#### DO THIS
Copy the lines of every item below word for word, with no changes.

[Data items]
:::

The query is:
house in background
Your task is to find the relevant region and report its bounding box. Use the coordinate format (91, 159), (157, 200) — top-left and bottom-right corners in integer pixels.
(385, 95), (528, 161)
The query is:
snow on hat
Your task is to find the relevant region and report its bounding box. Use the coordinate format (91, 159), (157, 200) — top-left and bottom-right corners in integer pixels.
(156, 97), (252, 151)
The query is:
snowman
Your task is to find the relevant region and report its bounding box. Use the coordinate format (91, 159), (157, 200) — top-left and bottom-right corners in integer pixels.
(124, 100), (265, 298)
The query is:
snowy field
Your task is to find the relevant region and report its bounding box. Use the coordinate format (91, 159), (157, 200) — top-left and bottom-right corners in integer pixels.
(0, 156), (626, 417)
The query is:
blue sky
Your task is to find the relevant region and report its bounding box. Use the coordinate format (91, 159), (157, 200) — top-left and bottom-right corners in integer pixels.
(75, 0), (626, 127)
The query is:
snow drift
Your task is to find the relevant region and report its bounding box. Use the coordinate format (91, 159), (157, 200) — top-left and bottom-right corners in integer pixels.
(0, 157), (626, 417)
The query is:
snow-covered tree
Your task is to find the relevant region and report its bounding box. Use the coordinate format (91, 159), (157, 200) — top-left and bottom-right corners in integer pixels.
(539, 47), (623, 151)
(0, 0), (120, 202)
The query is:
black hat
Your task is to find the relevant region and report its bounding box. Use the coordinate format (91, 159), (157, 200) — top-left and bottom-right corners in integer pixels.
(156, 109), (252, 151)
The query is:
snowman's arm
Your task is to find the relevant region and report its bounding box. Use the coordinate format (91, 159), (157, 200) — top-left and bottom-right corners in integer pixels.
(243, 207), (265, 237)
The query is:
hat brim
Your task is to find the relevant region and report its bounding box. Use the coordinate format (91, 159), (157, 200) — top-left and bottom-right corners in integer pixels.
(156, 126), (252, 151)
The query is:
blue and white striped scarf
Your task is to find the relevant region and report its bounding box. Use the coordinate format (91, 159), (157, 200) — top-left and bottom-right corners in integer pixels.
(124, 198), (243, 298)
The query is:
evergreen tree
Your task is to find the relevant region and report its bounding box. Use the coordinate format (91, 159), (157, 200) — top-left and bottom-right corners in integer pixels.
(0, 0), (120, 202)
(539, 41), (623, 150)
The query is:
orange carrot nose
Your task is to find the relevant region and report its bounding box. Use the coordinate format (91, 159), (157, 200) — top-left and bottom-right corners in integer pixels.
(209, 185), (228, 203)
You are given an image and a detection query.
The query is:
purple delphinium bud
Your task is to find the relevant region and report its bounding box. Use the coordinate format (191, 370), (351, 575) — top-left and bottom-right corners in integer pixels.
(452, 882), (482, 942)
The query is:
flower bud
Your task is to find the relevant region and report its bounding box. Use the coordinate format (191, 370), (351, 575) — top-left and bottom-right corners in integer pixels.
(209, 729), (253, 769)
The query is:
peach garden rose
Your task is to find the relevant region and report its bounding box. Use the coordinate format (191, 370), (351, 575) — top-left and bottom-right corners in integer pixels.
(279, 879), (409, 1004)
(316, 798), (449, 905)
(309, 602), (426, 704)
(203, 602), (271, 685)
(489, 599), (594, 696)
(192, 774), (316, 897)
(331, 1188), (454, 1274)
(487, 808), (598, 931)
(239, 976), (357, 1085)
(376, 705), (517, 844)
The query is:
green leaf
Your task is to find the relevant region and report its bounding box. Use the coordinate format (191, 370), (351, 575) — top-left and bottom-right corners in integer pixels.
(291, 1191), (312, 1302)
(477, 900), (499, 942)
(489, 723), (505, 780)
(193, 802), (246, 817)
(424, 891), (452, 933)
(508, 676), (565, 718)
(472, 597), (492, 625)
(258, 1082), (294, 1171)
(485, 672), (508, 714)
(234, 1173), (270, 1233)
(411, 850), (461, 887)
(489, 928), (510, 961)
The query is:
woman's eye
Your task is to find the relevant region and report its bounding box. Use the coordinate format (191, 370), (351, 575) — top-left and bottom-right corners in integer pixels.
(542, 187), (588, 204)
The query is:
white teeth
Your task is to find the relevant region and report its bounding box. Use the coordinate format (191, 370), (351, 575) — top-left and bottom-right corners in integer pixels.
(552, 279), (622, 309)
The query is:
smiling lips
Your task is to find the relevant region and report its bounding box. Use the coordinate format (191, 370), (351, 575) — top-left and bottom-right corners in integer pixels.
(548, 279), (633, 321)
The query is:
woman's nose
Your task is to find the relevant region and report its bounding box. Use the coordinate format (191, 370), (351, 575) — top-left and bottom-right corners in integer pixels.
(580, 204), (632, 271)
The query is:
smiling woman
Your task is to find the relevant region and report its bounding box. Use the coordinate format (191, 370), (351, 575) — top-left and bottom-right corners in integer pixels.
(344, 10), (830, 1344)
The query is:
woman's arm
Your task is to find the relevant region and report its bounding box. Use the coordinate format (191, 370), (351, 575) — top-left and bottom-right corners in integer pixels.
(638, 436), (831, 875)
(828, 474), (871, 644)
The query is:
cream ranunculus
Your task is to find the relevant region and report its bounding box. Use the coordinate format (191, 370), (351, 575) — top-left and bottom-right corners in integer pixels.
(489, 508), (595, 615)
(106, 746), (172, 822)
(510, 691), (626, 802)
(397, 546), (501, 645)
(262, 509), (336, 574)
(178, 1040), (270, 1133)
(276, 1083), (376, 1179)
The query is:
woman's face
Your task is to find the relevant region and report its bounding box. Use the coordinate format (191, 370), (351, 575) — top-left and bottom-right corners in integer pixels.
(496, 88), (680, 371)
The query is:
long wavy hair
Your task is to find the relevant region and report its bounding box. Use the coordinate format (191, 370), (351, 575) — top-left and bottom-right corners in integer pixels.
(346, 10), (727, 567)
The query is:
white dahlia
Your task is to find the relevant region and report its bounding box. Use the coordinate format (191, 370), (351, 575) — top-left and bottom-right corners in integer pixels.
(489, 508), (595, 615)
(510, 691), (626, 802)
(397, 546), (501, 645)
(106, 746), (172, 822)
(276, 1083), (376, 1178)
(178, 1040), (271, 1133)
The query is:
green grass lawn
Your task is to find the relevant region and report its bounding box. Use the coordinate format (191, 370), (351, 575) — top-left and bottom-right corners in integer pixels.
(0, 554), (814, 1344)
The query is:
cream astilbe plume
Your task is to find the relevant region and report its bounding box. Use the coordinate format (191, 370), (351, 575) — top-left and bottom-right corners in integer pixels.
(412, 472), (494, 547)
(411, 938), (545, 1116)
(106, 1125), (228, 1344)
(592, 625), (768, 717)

:::

#### FULL RESPONSE
The query is:
house in background
Your task is to find the relevant region and report its bounding box. Use the coordinate format (91, 159), (157, 200) — top-left and bottom-right corners in integer pixels.
(385, 95), (528, 161)
The query is:
snow on hat
Your task is to find the relevant region and report its bounding box. Use the coordinate format (91, 159), (157, 200) — top-left and bottom-right corners in integer pixels.
(156, 97), (252, 151)
The query is:
snowman
Your task is to find the relevant region and report its bounding box. Use the coordinate format (91, 159), (157, 200) — top-left and bottom-right corners in integer pixels.
(124, 100), (265, 298)
The query is:
snowy field
Your task is to find the relevant region and report its bounding box. Use the coordinate format (91, 159), (157, 200) — top-left and bottom-right corners in integer pixels.
(0, 156), (626, 417)
The query is:
blue sky
Your task is to find the relevant region and report its bounding box. Use the coordinate format (91, 159), (157, 200) — top-left and bottom-right corners in integer pixels.
(75, 0), (626, 127)
The query is:
snow drift
Your task is to find the relevant region and report its bounding box. Use the coordinate format (91, 159), (157, 200) — top-left and bottom-right corners in integer pixels.
(0, 157), (626, 417)
The query is:
snow-covered tree
Your task is to find the relevant region and report its bounding box. Use the coordinate format (91, 159), (157, 200) — top-left and bottom-right corners in integer pixels.
(539, 47), (623, 151)
(0, 0), (120, 202)
The query is:
black hat
Your task is to find the relevant region and report its bounding box. Use the coordinate format (91, 159), (157, 200) — top-left and bottom-right corners in integer pixels.
(156, 109), (252, 151)
The query is:
snowman's arm
Your task is to find the relevant region and report its bounding box. Use the coordinate format (91, 159), (157, 200) — top-left and bottom-right corners in integer pixels.
(243, 207), (265, 237)
The query is:
hat brim
Your task is to find the relevant region and report its bounding box. Use the coordinate format (91, 159), (157, 200) — top-left and bottom-right corners in integer pixels.
(156, 126), (252, 151)
The query is:
blue and white striped scarf
Your task is to find the relevant region and report its bounding box. Use the coordinate format (91, 159), (157, 200) — top-left and bottom-right corners in integer pixels.
(124, 198), (243, 298)
The query is:
evergreen tree
Your task is to find the relevant region and report its bounding box. Use the coordinate format (91, 159), (157, 200) — top-left and bottom-right corners in integer pixels.
(0, 0), (120, 202)
(539, 41), (623, 150)
The query is:
orange carrot nose
Your task is to find the relevant region and report its bounding box. Use the coordinate format (91, 159), (157, 200) — top-left and bottom-right corners in integer pixels.
(209, 185), (228, 203)
You are given an image and a detection query.
The query is:
purple delphinium bud
Your task is to find the relevant region and report its bounding box. Use the coordinate format (191, 370), (351, 575) — top-left and bottom-right corners in integer pixels.
(452, 882), (482, 942)
The query is:
flower bud
Your task is to find the relevant region and report its bounding box. Use the coordinate format (191, 370), (351, 575) — top-left and bottom-right corners in integer pixels.
(209, 729), (253, 769)
The query is:
peach garden rose
Your task is to find the relevant region and report its bounding box. Use the coordinate format (191, 370), (351, 575) — top-left and bottom-right corners in integer pixels.
(279, 879), (409, 1004)
(316, 798), (449, 905)
(309, 602), (426, 704)
(203, 602), (271, 685)
(489, 599), (594, 696)
(192, 774), (316, 897)
(331, 1188), (454, 1274)
(487, 808), (598, 931)
(239, 976), (357, 1085)
(376, 705), (517, 844)
The query is:
green leaf
Your task is to find the relevant region and report its bounding box. Use the coordinate format (191, 370), (351, 575) — top-left and bottom-right corners in integer pixels.
(291, 1191), (312, 1302)
(477, 900), (499, 942)
(489, 723), (505, 780)
(193, 802), (246, 817)
(424, 891), (452, 933)
(508, 676), (565, 718)
(472, 597), (492, 625)
(258, 1082), (294, 1171)
(485, 672), (508, 714)
(234, 1173), (270, 1233)
(411, 850), (461, 887)
(489, 928), (510, 961)
The query is:
woman's eye
Your task is to find the relevant region and report its bounding box. Use the coordinate format (191, 370), (351, 575) — top-left and bottom-right corners in integer pixels.
(542, 187), (588, 204)
The query is:
white teeth
Your task is to find the relevant region and report its bounding box. Use the coordinate format (191, 370), (351, 575) — top-left and bottom-right corners in integer pixels.
(552, 279), (622, 309)
The query is:
smiling lips
Your task is to find the relevant region and report its bounding box. Use the coordinate format (191, 370), (351, 575) — top-left and bottom-right corners in integer pixels.
(548, 279), (633, 321)
The query is:
woman's nose
Your task is to find the relevant region and report its bounding box. Use the coordinate format (191, 370), (351, 575) — top-left and bottom-right corners in integer pixels.
(580, 204), (632, 271)
The query is:
smiling woman
Your task is to find the relevant region and report its bounding box. Use the coordinate format (191, 370), (351, 575) — top-left and bottom-right corners in integer pixels.
(344, 10), (830, 1344)
The query is:
woman's arm
Your task is to find the relevant region and report its bounding box. Use the coordinate format (191, 370), (351, 575) — top-left and bottom-right corners in integer pixels.
(638, 436), (831, 875)
(828, 474), (871, 644)
The query is:
cream ranunculus
Your task is to find the relevant region and report its bounding box. Use the coordinate format (191, 370), (351, 575) — top-left and bottom-right corners in integer pixels.
(489, 508), (595, 615)
(106, 746), (172, 822)
(510, 691), (626, 802)
(397, 546), (501, 645)
(262, 509), (336, 574)
(178, 1040), (270, 1133)
(276, 1083), (376, 1179)
The query is:
woman's face
Your task is to find the relevant region and report its bounding box. Use the coordinate format (191, 370), (351, 575) — top-left and bottom-right corners in integer pixels.
(496, 88), (680, 371)
The query is:
long wavy hair
Your task is to find the relevant region and report its bounding box. Use the coordinate format (191, 370), (351, 575) — top-left and bottom-right corners in integer pixels.
(346, 10), (727, 567)
The query is:
white dahlia
Your task is to find the relevant region and report its bounding box. Use the coordinate format (191, 370), (351, 575) — top-left and bottom-right corners in integer pixels.
(489, 508), (595, 615)
(510, 691), (626, 802)
(397, 546), (501, 645)
(106, 746), (172, 822)
(276, 1083), (376, 1178)
(178, 1040), (271, 1133)
The query is:
green grass lawn
Your task is to find the relevant region and report its bounding box. Use the coordinate format (191, 370), (351, 575) — top-left and bottom-right corners in integer pixels.
(0, 554), (814, 1344)
The query is:
cream astilbe plume
Your task is to find the relevant region and report its bounding box. Use the coordinate format (191, 370), (351, 575) — top-left and bottom-right corners in integer pixels.
(412, 472), (494, 547)
(411, 938), (545, 1116)
(106, 1125), (228, 1344)
(592, 625), (768, 717)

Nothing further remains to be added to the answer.